ASSIGNMENT: Please copy out every line of the data word for word.

[Region pointing data]
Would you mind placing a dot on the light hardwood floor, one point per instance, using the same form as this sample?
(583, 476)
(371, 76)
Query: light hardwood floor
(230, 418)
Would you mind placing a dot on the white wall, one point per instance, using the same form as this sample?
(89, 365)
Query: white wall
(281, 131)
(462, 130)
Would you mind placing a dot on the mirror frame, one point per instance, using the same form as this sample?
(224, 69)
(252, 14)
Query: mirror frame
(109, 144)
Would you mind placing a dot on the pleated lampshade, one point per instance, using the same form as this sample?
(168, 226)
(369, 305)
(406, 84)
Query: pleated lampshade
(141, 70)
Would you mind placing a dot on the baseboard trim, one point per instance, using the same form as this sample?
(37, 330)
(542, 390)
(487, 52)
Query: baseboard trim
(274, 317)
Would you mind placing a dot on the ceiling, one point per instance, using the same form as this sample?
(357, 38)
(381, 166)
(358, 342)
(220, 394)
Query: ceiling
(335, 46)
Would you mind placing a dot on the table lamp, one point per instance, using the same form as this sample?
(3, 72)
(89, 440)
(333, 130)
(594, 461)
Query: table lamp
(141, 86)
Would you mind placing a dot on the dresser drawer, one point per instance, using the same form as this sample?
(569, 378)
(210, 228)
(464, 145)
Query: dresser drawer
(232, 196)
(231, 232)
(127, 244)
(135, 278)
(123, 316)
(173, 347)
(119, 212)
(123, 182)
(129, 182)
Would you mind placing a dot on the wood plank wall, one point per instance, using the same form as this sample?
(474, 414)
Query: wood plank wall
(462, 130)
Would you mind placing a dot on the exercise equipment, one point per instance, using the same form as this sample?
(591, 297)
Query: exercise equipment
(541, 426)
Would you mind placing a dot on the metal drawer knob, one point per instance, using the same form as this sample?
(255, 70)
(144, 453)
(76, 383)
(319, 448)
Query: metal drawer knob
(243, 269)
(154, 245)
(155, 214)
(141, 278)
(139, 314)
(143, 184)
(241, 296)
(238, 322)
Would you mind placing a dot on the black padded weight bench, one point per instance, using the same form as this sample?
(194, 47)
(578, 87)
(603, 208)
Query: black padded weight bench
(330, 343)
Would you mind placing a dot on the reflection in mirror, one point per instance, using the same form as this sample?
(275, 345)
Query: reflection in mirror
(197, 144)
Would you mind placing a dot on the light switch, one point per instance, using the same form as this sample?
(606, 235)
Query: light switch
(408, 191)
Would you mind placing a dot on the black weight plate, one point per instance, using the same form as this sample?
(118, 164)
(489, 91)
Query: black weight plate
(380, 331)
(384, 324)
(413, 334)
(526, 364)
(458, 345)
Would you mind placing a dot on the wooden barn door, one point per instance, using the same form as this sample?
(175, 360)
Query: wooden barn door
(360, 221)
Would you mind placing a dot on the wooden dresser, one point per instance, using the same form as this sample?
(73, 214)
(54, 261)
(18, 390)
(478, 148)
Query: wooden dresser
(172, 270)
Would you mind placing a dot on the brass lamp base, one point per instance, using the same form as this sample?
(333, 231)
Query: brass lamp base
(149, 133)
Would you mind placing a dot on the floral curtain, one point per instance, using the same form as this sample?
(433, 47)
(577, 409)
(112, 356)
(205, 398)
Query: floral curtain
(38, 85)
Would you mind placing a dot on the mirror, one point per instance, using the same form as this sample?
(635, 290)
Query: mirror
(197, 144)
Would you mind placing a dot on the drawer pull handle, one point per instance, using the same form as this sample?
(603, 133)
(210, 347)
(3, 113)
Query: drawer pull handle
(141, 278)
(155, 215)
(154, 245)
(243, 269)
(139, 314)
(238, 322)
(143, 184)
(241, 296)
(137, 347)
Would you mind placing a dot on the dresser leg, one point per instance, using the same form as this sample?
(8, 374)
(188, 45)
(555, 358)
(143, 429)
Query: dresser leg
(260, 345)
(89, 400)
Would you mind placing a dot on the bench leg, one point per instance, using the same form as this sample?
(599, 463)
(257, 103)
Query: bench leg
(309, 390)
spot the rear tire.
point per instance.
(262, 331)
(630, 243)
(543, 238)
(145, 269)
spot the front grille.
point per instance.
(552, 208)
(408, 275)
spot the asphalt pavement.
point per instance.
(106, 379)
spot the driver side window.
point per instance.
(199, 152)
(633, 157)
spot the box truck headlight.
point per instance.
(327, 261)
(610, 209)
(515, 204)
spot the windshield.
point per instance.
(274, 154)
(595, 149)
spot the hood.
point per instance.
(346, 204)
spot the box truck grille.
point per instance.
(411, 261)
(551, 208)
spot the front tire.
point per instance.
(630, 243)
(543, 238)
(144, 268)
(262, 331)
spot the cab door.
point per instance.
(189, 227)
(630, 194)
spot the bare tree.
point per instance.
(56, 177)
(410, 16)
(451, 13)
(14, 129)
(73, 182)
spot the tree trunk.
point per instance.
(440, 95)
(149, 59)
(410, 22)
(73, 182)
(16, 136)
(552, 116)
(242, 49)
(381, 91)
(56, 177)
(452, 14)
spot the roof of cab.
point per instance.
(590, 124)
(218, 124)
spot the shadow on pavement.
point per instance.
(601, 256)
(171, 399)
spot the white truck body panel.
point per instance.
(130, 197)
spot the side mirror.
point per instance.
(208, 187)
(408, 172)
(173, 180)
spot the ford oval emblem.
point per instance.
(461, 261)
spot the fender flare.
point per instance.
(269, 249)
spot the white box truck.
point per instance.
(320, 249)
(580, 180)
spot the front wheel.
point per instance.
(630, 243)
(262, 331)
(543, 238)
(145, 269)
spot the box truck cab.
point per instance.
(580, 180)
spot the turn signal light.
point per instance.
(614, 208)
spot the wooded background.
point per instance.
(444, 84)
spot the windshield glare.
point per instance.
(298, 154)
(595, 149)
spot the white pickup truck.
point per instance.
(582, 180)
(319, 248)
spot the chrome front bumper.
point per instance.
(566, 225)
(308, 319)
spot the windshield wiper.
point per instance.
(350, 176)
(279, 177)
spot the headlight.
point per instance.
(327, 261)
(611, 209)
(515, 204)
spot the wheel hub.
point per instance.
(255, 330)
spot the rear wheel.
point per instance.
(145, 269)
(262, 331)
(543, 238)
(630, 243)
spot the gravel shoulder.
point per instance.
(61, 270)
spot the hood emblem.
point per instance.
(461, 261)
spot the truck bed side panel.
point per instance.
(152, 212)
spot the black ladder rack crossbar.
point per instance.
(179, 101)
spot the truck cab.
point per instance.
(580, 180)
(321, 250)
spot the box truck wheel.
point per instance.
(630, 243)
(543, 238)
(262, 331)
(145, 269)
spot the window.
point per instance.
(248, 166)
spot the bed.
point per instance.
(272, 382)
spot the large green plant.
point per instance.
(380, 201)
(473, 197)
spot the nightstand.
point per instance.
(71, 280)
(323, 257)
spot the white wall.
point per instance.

RESULT OF THE TASK:
Would you mind placing a dot on the light hardwood floor, one point per instance, using the same form as this sample?
(583, 476)
(371, 76)
Query: light hardwood floor
(230, 418)
Would you mind placing a dot on the white wall, one point per instance, using the same form as this sample?
(89, 365)
Query: white wall
(281, 131)
(462, 130)
Would you mind placing a dot on the mirror frame, one point per instance, using the same form as this sample?
(224, 69)
(252, 14)
Query: mirror frame
(109, 144)
Would you mind placing a dot on the pleated lampshade, one point per instance, using the same form as this sample?
(168, 226)
(369, 305)
(406, 84)
Query: pleated lampshade
(141, 70)
Would you mind placing a dot on the baseboard trim, one point per instance, using the same form as this sample?
(37, 330)
(542, 390)
(487, 52)
Query: baseboard trim
(274, 317)
Would you mind placing a dot on the ceiling, one point per instance, using the same form as this sample?
(357, 38)
(381, 166)
(358, 342)
(220, 394)
Query: ceiling
(335, 46)
Would you mind placing a dot on the table lamp, one point per instance, using the same form as this sample?
(3, 72)
(89, 440)
(333, 130)
(594, 461)
Query: table lamp
(141, 86)
Would you mind placing a dot on the dresser drawer, one point per instance, using the same form as this sample?
(569, 378)
(210, 228)
(464, 145)
Query: dresser drawer
(232, 196)
(231, 232)
(127, 244)
(135, 278)
(123, 316)
(173, 347)
(119, 212)
(123, 182)
(129, 182)
Would you mind placing a dot on the wood plank wall, one point per instance, using the same form as this sample?
(474, 414)
Query: wood plank wall
(462, 130)
Would you mind placing a dot on the exercise equipment, one point per instance, using the same form as this sample?
(591, 297)
Query: exercise equipment
(541, 426)
Would you mind placing a dot on the metal drawer knob, one point per instance, using the same form as this sample?
(255, 70)
(144, 453)
(76, 383)
(319, 448)
Query: metal drawer knob
(243, 269)
(154, 245)
(155, 214)
(141, 278)
(139, 314)
(143, 184)
(241, 296)
(238, 322)
Would you mind placing a dot on the black padded weight bench, one point per instance, using the same form as this sample?
(194, 47)
(578, 87)
(603, 208)
Query: black padded weight bench
(330, 343)
Would you mind placing a dot on the reflection in mirror, one point per instance, using the same form as this sample?
(275, 345)
Query: reflection in mirror
(197, 144)
Would you mind placing a dot on the light switch, one point per instance, using the same form as this sample?
(606, 235)
Query: light switch
(408, 191)
Would you mind placing a dot on the black weight plate, one point per instance, using the same form as this sample?
(118, 164)
(489, 91)
Query: black weight plate
(380, 331)
(384, 324)
(413, 334)
(526, 364)
(458, 345)
Would you mind placing a dot on the wooden barn door, one point per instance, using the same form as this sample?
(175, 360)
Query: wooden barn door
(360, 221)
Would you mind placing a dot on the wooden dresser, one point per instance, using the same form as this sample?
(73, 214)
(54, 261)
(18, 390)
(478, 148)
Query: wooden dresser
(172, 270)
Would you mind placing a dot on the brass lamp base, one point per instance, using the same form as this sample?
(333, 231)
Query: brass lamp base
(149, 133)
Would you mind placing a dot on the floral curtain, one point per instance, using the same form as this sample?
(433, 47)
(577, 409)
(112, 356)
(205, 398)
Query: floral curtain
(38, 85)
Would you mind placing a dot on the mirror, one point per instance, using the same form as this sample?
(635, 290)
Query: mirror
(197, 144)
Would you mind placing a dot on the drawer pull handle, one point per instance, using the same form as this sample?
(603, 133)
(210, 347)
(3, 113)
Query: drawer pull handle
(141, 278)
(155, 215)
(154, 245)
(243, 269)
(139, 314)
(238, 322)
(143, 184)
(241, 296)
(137, 347)
Would you mind placing a dot on the dresser leg, one point per instance, using the same form as this sample?
(8, 374)
(188, 45)
(555, 358)
(143, 429)
Query: dresser leg
(260, 345)
(89, 400)
Would you mind placing a dot on the bench leg, one point per instance, using the same form as this sample?
(599, 463)
(257, 103)
Query: bench leg
(309, 390)
spot the rear tire.
point per instance.
(262, 331)
(630, 243)
(543, 238)
(145, 269)
spot the front grille.
point per instance.
(552, 208)
(408, 275)
spot the asphalt pavement.
point per instance.
(106, 379)
spot the driver side window.
point per instance.
(199, 152)
(633, 157)
spot the box truck headlight.
point per instance.
(327, 261)
(610, 209)
(515, 204)
spot the windshield.
point per instance.
(274, 154)
(595, 149)
spot the hood.
point per instance.
(346, 204)
spot the box truck grille.
point per instance.
(411, 261)
(551, 208)
spot the front tire.
point per instance.
(630, 243)
(543, 238)
(144, 268)
(262, 331)
spot the cab door.
point per instance.
(189, 227)
(630, 194)
spot the bare tree.
point per instance.
(56, 177)
(410, 16)
(451, 13)
(14, 129)
(73, 182)
spot the tree trunk.
point per instance.
(440, 95)
(149, 59)
(410, 22)
(73, 182)
(16, 136)
(552, 116)
(242, 49)
(381, 91)
(56, 177)
(452, 14)
spot the roof of cab.
point per instance.
(590, 124)
(218, 124)
spot the shadow on pavement.
point per instance.
(601, 256)
(171, 399)
spot the white truck body panel.
point per instance.
(130, 197)
spot the side mirror.
point per instance.
(208, 187)
(408, 172)
(173, 180)
spot the ford oval emblem.
point per instance.
(461, 261)
spot the fender flare.
point per instance.
(269, 249)
spot the white box truck.
point per instance.
(320, 249)
(580, 180)
spot the front wheel.
point per instance.
(630, 243)
(262, 331)
(543, 238)
(145, 269)
spot the box truck cab.
point per instance.
(580, 180)
spot the turn signal light.
point per instance.
(614, 208)
spot the wooded background.
point per instance.
(444, 84)
spot the windshield glare.
point per instance.
(298, 154)
(595, 149)
spot the white pickup truck.
point per instance.
(582, 180)
(319, 248)
spot the chrome front bumper.
point per instance.
(566, 225)
(308, 319)
spot the windshield wiper.
point per instance.
(350, 176)
(279, 177)
spot the headlight.
point per instance.
(327, 261)
(611, 209)
(515, 204)
spot the wheel hub.
point per instance.
(255, 330)
spot the rear wheel.
point per instance.
(145, 269)
(262, 331)
(543, 238)
(630, 243)
spot the gravel shoulder.
point per instance.
(61, 270)
spot the hood emblem.
point per instance.
(461, 261)
spot the truck bed side panel.
point per instance.
(152, 212)
spot the black ladder rack crossbar.
point per instance.
(179, 101)
spot the truck cab.
point per instance.
(580, 180)
(321, 250)
spot the box truck wheel.
point per instance.
(630, 243)
(543, 238)
(262, 331)
(145, 269)
spot the window.
point per instance.
(248, 166)
spot the bed.
point per instance.
(272, 382)
spot the large green plant.
point per instance.
(380, 201)
(473, 197)
spot the nightstand.
point per instance.
(71, 280)
(323, 257)
spot the white wall.
point per instance.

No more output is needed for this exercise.